(Work instructions):
Rewrite everything from the line containing "Where can the player's shoulder" down to the line containing "<point>110,133</point>" below, changing "Provide" to "Give" and leaving all else as it is.

-------- Information supplied

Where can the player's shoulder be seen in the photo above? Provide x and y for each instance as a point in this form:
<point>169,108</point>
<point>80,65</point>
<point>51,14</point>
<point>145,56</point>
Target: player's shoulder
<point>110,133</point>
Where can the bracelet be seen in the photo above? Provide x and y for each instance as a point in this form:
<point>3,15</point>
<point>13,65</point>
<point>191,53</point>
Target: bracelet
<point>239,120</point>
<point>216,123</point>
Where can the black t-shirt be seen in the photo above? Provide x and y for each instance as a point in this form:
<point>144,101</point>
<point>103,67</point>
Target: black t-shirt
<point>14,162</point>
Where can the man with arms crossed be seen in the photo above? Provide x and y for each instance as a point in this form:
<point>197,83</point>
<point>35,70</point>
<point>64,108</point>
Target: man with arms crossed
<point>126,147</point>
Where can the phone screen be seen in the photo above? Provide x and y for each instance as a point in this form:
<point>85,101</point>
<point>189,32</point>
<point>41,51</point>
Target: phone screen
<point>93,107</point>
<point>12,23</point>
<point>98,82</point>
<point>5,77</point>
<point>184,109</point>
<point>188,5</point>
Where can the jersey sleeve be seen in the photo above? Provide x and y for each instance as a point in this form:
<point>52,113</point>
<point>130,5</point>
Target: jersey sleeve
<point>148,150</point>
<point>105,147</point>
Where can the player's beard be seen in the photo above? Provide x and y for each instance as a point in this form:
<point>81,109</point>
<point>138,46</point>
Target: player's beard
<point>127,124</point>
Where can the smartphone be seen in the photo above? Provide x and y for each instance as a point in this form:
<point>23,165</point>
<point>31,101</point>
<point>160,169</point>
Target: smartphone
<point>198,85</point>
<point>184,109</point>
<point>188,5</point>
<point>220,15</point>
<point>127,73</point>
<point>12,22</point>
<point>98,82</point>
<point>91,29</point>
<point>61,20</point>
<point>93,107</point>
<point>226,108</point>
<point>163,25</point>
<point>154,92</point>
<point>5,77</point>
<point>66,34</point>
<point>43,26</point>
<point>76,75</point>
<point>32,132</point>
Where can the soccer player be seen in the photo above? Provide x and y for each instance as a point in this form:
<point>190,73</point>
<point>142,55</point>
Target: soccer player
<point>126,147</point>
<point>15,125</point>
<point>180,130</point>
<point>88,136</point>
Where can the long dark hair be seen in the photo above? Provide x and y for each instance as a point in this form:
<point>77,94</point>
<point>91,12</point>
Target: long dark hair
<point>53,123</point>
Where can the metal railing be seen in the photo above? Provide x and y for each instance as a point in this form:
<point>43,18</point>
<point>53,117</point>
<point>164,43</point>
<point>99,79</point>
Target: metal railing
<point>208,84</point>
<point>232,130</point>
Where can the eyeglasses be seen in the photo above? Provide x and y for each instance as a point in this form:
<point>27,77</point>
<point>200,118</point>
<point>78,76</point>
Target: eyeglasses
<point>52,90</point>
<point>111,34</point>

----------------
-------- Information supplied

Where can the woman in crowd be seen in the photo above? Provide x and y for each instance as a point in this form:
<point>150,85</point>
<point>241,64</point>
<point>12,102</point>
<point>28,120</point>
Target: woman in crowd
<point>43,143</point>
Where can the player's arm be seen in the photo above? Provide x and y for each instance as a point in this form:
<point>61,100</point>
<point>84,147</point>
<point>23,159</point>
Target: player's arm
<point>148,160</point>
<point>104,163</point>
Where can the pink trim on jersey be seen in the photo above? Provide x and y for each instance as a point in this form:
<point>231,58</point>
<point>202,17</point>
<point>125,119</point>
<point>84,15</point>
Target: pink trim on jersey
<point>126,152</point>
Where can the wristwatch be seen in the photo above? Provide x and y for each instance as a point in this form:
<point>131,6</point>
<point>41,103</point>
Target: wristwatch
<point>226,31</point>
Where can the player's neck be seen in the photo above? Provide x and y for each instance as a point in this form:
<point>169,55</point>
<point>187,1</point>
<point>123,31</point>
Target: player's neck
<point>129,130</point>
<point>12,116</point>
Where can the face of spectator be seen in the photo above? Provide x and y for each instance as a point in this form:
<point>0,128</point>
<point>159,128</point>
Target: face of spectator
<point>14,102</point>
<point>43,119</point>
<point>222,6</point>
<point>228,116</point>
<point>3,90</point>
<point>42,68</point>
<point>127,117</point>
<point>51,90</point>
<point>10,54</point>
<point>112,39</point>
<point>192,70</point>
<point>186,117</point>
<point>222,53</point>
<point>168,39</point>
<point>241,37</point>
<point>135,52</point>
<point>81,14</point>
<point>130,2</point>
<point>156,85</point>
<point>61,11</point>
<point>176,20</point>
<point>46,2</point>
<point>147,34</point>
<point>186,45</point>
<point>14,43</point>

----------------
-------- Information supplied

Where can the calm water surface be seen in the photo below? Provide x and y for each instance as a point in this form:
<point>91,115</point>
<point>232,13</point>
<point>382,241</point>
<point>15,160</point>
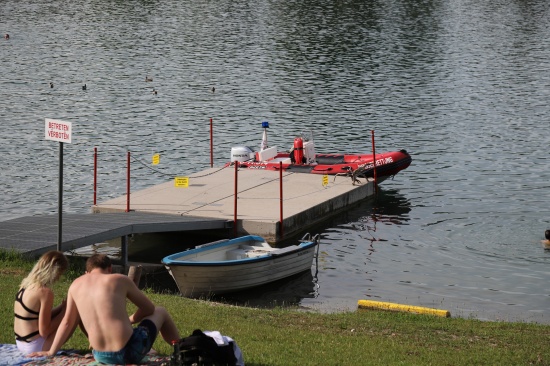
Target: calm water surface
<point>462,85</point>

----------------

(Response below):
Where can the player's shoulder be seen in the photo above? Give x and y for each instance as a point in this form:
<point>169,108</point>
<point>80,65</point>
<point>51,14</point>
<point>145,56</point>
Target: player's shoulder
<point>110,133</point>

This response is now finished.